#### Work required
The expected answer is a copy of every line in the listing that has the word "painted".

#### Working data
++++++

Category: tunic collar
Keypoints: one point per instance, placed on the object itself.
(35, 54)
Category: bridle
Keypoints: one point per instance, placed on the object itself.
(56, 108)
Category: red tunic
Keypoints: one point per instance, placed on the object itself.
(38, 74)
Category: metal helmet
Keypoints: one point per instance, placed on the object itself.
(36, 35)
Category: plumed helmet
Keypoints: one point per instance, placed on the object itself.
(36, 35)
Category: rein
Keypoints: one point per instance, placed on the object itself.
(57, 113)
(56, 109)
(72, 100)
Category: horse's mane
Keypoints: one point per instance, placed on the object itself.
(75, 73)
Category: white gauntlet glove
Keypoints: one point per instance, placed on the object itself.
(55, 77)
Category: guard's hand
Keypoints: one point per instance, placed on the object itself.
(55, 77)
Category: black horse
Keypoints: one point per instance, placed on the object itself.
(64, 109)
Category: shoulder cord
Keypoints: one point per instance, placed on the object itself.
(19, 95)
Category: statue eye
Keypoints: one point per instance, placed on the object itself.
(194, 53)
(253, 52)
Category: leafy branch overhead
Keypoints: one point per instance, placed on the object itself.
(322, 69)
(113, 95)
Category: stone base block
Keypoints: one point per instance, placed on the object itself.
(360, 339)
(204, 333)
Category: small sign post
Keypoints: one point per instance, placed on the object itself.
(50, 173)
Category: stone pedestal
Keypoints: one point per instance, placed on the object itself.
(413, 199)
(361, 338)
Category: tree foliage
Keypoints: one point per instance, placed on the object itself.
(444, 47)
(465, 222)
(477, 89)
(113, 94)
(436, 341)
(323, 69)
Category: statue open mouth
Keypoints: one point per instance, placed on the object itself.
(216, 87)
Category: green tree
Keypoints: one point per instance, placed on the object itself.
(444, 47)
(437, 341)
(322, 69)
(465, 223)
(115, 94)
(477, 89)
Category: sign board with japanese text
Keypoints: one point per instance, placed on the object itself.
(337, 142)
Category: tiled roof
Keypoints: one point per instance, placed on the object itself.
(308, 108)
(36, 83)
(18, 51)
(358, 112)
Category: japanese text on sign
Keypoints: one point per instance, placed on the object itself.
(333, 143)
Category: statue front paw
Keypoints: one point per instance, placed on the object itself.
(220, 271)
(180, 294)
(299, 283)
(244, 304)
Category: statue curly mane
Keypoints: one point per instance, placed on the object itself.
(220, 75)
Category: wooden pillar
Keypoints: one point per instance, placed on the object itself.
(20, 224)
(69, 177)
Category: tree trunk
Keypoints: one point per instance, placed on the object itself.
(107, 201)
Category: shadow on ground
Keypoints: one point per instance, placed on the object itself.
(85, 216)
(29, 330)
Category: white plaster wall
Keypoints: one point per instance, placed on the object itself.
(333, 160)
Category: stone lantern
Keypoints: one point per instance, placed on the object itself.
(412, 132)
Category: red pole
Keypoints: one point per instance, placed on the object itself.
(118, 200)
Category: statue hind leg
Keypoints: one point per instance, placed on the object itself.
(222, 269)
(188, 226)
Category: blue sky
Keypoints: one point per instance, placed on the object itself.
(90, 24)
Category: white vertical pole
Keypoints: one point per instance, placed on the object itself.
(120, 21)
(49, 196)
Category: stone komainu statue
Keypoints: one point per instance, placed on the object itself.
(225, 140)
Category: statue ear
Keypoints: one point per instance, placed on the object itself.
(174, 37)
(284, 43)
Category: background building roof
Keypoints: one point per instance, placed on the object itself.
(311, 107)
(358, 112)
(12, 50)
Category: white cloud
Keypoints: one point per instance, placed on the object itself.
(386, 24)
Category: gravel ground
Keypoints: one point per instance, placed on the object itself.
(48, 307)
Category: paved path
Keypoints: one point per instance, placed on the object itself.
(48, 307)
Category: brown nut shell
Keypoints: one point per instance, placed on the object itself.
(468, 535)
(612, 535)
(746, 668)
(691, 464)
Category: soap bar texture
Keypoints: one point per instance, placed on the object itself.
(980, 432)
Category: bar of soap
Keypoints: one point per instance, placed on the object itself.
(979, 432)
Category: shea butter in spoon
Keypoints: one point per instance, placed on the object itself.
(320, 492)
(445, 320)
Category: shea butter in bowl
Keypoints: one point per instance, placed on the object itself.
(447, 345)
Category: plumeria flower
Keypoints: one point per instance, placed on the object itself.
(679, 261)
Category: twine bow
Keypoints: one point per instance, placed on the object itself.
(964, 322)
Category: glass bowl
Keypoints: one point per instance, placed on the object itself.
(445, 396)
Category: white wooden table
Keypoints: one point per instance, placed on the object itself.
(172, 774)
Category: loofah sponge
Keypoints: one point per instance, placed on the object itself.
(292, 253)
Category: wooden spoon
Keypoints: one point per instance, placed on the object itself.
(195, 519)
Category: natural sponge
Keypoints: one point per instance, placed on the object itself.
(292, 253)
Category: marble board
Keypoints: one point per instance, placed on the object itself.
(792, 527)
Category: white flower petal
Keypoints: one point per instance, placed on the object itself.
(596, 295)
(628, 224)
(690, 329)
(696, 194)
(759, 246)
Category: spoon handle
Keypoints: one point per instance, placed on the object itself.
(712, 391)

++++++

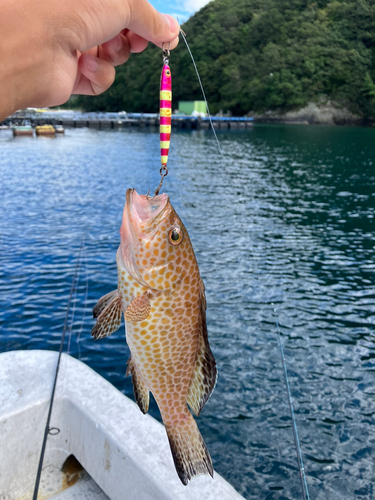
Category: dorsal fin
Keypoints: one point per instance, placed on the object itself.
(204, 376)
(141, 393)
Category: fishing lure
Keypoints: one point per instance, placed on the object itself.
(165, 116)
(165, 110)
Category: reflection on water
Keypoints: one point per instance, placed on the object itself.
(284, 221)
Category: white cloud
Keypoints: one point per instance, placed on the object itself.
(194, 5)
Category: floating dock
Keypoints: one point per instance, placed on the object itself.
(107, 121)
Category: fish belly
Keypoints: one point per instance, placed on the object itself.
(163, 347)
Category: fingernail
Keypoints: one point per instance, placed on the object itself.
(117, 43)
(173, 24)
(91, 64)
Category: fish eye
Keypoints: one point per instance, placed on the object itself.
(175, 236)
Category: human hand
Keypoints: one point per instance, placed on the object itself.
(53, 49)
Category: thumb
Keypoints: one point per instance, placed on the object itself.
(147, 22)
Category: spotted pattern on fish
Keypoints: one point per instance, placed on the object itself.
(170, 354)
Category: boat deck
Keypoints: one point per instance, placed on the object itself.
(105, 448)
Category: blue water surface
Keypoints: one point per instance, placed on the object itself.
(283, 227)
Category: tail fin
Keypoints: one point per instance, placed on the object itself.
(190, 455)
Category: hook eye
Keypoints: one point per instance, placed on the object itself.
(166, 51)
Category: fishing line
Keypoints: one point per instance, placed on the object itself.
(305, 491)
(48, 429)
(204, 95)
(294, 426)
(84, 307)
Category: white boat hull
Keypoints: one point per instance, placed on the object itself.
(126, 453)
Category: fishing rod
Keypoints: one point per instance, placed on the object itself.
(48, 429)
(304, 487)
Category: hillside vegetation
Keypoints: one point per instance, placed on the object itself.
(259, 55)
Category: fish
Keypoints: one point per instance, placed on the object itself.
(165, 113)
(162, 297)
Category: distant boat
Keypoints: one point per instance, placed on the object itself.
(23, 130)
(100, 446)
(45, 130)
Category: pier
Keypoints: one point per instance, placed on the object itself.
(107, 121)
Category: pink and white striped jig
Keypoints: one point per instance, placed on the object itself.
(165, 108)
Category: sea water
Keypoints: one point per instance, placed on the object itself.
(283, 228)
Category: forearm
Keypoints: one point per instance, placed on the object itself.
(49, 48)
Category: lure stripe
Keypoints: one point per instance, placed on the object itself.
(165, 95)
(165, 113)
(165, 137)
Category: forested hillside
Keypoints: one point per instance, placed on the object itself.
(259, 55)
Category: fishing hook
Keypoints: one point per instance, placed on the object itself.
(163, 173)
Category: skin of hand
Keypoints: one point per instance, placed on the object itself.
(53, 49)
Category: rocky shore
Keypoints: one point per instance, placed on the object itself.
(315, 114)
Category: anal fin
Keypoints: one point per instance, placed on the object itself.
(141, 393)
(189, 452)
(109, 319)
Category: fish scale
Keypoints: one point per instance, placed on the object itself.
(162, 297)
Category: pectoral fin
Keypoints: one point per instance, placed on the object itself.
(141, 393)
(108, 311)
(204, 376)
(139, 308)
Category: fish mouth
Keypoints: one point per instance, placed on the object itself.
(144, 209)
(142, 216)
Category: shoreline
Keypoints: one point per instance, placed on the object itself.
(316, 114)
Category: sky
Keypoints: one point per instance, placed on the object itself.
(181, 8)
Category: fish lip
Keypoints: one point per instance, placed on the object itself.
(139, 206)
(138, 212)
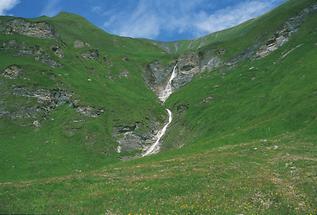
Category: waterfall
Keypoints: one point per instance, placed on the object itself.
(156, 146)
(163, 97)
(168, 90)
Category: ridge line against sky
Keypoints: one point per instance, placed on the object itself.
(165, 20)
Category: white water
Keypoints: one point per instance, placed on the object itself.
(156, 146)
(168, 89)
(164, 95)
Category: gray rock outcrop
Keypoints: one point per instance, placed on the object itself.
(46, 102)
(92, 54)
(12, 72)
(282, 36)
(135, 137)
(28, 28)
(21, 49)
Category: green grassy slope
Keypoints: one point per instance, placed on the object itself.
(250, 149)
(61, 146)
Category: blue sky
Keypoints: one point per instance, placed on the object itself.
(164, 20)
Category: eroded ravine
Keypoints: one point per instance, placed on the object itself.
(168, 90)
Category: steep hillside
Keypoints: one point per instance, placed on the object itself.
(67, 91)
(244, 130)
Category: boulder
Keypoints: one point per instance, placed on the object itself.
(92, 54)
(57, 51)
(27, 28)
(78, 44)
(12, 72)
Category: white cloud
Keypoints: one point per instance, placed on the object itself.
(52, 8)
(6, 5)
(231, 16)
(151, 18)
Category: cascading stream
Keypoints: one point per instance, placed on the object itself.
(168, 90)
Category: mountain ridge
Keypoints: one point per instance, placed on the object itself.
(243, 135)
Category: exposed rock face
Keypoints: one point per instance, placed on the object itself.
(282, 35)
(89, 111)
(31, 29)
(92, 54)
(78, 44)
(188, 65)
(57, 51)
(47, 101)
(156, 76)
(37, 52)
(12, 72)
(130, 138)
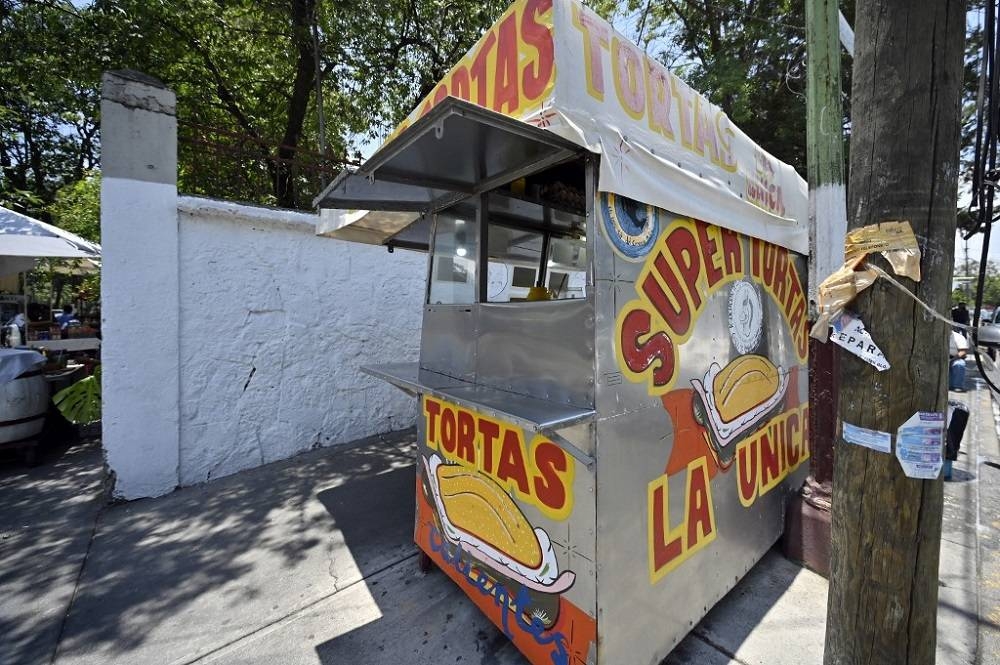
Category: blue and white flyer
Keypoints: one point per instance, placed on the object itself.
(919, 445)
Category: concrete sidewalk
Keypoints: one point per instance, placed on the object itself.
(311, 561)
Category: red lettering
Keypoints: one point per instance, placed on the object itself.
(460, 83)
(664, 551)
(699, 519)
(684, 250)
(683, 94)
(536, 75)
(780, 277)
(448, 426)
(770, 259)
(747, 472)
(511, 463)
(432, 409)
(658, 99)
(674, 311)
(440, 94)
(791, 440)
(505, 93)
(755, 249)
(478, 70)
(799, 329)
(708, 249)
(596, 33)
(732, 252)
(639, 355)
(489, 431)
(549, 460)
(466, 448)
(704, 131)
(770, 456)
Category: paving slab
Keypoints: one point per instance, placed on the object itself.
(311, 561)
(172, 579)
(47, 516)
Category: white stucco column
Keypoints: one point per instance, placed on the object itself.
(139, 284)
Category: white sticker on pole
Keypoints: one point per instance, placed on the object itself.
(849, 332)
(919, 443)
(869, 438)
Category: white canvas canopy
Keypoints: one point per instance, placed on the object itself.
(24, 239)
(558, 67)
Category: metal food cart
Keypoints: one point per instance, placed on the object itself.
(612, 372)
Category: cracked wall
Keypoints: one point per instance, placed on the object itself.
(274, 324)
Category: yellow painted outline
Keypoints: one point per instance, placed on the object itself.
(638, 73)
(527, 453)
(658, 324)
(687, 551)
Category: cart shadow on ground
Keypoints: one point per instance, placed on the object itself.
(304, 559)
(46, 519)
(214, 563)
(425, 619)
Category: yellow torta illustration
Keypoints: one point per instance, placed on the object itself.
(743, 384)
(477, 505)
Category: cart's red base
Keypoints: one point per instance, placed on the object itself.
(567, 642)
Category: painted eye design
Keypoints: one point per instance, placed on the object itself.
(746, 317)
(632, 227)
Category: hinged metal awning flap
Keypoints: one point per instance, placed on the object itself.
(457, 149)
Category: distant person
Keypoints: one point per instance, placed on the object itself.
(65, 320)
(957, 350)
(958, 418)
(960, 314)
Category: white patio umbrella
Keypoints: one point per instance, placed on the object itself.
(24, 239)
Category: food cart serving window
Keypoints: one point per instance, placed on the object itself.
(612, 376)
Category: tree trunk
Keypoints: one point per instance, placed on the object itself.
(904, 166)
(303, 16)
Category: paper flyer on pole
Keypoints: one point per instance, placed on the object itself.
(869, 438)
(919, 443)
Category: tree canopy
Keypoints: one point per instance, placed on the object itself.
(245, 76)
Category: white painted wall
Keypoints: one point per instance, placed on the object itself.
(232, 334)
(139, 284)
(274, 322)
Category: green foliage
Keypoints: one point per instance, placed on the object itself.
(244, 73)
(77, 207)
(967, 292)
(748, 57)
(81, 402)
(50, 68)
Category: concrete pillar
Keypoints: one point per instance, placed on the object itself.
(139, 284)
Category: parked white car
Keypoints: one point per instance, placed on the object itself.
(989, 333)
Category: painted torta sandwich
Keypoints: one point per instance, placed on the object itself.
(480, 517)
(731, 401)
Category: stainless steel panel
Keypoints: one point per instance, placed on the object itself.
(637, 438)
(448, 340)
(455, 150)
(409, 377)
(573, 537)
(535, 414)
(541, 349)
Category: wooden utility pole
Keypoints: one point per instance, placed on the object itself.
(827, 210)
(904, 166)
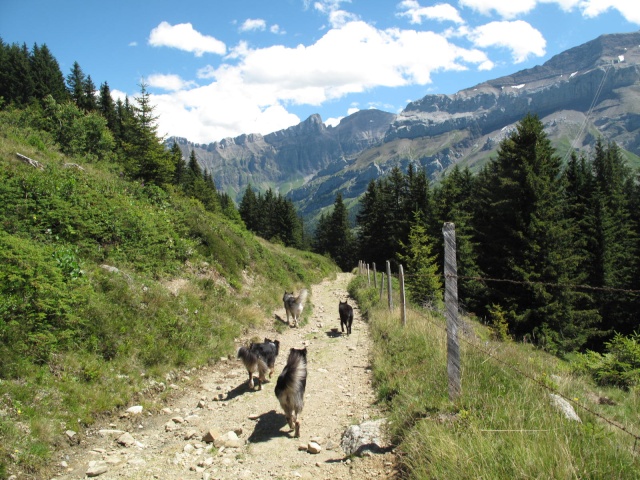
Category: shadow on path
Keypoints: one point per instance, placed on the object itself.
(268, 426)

++++++

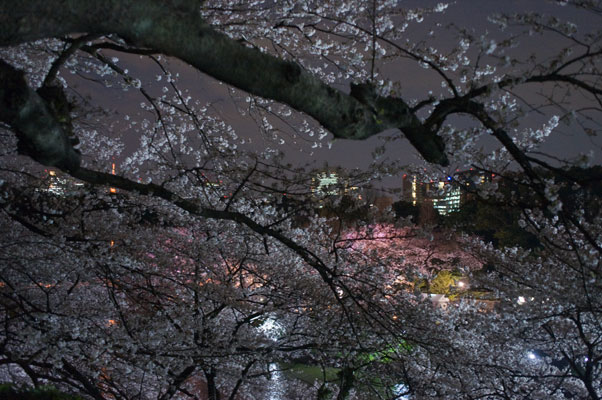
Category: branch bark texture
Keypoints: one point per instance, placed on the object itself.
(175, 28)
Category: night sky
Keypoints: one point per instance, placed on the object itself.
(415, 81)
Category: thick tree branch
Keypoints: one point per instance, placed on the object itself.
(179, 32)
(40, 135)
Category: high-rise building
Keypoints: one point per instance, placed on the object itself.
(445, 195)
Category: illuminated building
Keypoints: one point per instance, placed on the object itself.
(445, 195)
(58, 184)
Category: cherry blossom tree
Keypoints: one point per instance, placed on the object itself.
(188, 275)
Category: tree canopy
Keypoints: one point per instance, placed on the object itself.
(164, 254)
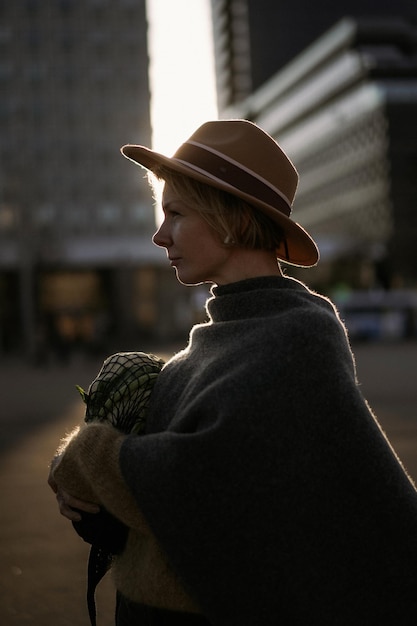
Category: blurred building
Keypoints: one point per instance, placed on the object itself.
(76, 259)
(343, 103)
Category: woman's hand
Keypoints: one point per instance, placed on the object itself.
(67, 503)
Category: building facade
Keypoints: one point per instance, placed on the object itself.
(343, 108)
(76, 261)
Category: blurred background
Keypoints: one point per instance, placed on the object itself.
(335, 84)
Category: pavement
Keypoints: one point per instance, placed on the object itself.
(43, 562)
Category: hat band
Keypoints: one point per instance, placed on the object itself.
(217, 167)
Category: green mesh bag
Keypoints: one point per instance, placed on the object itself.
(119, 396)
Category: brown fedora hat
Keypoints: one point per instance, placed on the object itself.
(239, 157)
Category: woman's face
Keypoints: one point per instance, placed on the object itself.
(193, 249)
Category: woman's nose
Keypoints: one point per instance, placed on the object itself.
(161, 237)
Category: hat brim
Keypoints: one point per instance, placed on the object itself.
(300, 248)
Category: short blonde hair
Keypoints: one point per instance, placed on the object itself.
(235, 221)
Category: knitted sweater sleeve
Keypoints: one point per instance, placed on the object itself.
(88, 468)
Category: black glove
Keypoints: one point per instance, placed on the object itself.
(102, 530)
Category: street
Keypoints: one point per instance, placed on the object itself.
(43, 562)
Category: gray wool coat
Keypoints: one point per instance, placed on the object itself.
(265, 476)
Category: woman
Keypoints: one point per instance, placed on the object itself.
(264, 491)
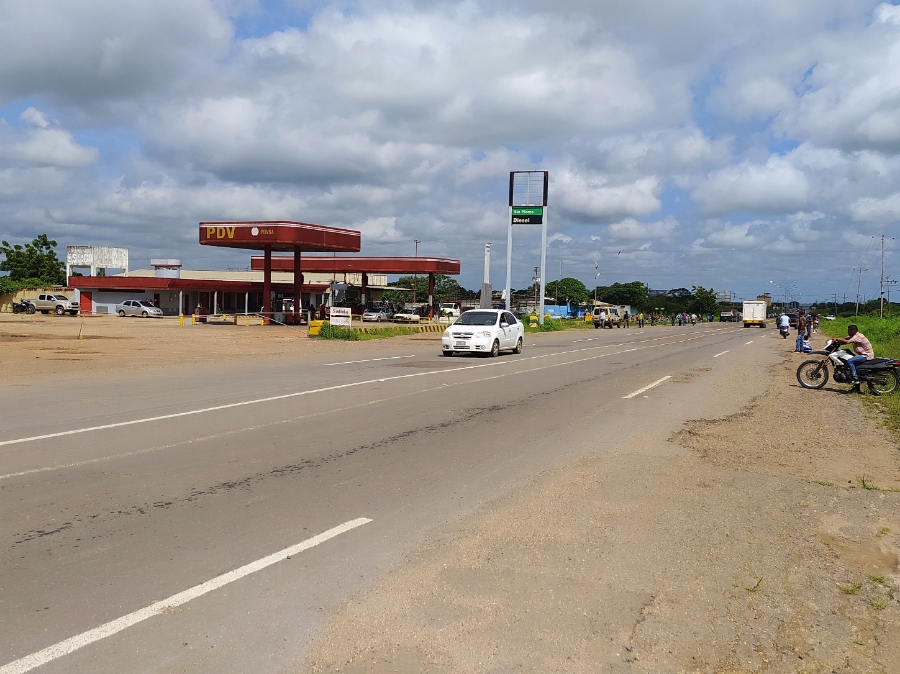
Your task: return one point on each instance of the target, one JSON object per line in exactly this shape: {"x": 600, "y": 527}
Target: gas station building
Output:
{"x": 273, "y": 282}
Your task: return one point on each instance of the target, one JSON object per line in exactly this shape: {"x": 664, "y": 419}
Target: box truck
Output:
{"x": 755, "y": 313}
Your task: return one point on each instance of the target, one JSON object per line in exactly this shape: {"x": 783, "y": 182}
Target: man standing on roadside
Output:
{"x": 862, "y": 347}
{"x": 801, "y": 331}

++++++

#### Answer space
Category: yellow painted outline
Category: painted eye design
Category: white painted wall
Category: painted torta sandwich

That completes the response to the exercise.